§ **The task**
From the records that follow, copy every line that contains the word "grass".

§ **Material shown**
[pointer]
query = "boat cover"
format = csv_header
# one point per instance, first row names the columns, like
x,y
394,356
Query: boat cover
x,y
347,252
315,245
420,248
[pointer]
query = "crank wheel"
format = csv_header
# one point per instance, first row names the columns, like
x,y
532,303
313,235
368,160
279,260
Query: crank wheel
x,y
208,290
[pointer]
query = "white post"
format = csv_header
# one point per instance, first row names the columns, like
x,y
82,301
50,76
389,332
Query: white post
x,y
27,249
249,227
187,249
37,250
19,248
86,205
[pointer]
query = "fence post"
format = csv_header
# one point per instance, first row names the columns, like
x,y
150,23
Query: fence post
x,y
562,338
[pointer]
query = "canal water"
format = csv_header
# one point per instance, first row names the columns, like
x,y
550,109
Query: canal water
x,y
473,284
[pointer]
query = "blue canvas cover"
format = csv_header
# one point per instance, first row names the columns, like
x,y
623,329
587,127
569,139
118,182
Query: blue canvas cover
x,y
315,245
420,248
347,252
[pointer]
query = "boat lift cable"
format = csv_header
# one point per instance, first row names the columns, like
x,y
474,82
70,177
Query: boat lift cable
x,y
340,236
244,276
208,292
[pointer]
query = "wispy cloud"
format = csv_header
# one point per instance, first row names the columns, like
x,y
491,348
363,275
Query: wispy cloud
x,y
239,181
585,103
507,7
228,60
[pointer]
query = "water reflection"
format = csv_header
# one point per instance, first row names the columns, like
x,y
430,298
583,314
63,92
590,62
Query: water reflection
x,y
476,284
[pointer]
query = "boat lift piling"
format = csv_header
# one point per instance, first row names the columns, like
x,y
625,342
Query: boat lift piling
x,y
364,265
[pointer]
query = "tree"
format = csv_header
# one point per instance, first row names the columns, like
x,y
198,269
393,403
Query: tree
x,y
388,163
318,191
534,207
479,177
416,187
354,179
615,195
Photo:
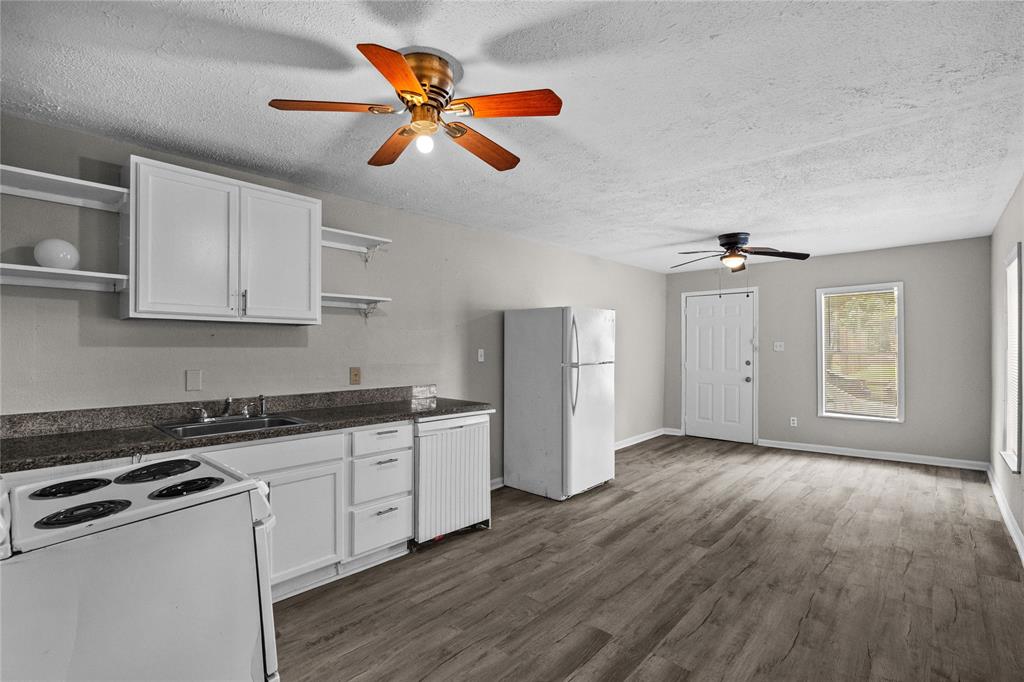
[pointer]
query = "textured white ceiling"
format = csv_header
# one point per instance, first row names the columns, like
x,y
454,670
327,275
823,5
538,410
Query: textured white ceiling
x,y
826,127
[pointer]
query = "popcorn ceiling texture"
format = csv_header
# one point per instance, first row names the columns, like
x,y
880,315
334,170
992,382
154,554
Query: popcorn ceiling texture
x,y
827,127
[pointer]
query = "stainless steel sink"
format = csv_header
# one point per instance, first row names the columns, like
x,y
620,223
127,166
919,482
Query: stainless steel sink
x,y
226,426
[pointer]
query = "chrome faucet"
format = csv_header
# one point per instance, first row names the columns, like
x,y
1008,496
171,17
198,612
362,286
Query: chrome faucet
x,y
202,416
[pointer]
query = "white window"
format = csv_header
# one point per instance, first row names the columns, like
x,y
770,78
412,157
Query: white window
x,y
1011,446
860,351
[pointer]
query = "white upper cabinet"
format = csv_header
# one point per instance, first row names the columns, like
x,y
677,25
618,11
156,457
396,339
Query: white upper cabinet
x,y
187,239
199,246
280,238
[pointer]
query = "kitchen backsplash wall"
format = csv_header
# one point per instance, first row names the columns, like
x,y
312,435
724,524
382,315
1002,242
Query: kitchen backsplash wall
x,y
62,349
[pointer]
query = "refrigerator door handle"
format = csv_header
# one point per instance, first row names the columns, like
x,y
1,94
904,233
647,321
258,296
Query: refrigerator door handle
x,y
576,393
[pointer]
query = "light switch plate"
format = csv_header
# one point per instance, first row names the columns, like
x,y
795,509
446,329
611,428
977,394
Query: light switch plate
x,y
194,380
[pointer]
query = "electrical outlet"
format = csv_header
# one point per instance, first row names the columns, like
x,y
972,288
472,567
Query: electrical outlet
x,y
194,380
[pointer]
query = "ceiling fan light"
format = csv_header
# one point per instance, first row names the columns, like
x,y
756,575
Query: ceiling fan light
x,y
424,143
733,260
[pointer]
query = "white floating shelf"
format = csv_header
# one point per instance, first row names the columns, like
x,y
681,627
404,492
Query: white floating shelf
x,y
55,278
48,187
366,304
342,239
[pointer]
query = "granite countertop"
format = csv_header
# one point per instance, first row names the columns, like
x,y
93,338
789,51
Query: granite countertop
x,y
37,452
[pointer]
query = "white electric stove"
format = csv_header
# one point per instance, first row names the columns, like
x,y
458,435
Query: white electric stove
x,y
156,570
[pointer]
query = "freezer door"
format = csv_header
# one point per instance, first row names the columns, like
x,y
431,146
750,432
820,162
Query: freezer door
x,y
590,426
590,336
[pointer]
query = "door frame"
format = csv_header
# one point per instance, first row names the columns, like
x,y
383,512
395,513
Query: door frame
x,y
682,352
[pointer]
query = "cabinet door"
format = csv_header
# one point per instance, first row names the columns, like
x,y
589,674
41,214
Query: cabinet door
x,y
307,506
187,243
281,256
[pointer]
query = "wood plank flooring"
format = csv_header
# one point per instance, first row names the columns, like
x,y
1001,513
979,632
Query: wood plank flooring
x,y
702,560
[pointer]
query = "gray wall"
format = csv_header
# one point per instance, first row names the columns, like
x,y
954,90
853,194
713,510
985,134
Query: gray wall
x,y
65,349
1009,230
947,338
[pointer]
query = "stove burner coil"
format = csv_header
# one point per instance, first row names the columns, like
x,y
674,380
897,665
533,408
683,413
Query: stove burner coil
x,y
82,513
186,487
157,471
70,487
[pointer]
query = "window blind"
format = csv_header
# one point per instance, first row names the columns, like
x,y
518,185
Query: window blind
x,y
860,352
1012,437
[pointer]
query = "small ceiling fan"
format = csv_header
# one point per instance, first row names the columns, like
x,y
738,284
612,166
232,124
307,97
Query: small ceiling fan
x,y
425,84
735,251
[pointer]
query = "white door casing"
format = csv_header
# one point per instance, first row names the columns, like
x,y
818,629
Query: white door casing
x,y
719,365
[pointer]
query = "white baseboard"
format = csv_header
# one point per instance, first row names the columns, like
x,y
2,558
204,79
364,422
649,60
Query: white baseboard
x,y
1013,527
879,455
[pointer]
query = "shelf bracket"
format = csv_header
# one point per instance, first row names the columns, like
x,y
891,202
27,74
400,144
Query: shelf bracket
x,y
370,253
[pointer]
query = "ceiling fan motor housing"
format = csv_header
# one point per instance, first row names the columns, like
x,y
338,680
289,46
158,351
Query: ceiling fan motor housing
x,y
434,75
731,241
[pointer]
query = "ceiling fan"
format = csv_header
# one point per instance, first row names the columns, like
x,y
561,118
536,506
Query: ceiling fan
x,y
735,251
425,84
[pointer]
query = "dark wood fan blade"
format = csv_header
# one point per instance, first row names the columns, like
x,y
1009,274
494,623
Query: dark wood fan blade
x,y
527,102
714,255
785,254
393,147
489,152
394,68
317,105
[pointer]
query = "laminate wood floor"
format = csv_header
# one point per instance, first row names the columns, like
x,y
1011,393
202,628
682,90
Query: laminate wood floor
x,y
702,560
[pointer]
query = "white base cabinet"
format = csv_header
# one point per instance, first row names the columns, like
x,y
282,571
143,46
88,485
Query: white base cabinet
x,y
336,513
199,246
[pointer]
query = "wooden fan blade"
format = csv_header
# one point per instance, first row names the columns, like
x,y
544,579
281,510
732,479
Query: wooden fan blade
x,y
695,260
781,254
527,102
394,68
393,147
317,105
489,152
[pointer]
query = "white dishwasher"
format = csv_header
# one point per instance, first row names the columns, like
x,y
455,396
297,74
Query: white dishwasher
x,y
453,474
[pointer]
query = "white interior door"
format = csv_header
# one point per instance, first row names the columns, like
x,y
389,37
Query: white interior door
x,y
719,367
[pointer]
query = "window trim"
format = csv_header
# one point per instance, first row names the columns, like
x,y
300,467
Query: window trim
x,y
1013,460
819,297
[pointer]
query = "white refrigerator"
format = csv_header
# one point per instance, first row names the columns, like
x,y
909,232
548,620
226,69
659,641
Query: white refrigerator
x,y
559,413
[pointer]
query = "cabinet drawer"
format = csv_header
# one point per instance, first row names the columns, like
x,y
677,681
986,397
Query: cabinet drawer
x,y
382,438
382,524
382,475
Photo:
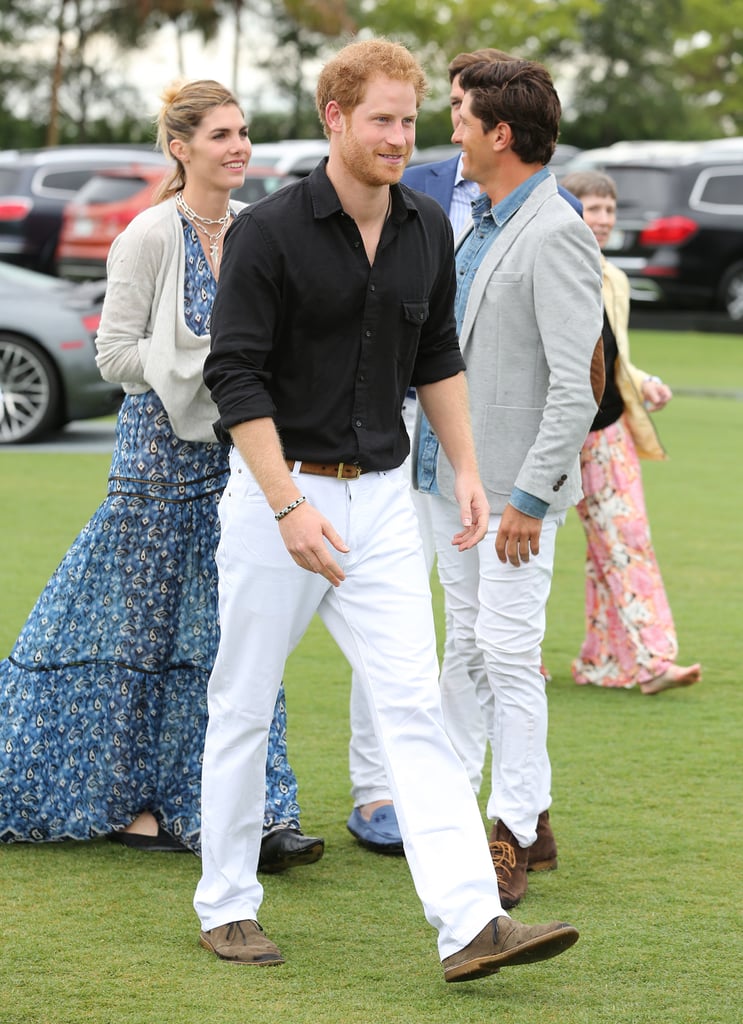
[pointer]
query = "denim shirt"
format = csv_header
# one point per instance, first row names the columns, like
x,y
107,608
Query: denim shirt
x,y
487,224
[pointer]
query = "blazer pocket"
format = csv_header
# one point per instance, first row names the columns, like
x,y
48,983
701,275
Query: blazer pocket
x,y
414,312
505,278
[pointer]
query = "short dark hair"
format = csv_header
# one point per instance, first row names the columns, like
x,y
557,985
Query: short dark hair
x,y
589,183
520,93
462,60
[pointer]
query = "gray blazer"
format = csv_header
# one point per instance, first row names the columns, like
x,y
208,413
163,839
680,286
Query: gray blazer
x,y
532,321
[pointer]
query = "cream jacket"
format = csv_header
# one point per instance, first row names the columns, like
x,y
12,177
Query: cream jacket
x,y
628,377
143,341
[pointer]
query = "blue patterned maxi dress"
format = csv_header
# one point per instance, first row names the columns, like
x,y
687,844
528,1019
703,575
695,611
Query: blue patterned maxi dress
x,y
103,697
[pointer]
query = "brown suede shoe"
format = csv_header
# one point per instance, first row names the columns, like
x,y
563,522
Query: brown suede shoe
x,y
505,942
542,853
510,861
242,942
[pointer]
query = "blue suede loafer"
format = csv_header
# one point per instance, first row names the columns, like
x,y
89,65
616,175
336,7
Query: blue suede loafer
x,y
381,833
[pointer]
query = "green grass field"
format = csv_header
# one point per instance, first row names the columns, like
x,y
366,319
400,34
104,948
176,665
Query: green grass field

§ **Exercise response**
query = "green grass field"
Query: green grass field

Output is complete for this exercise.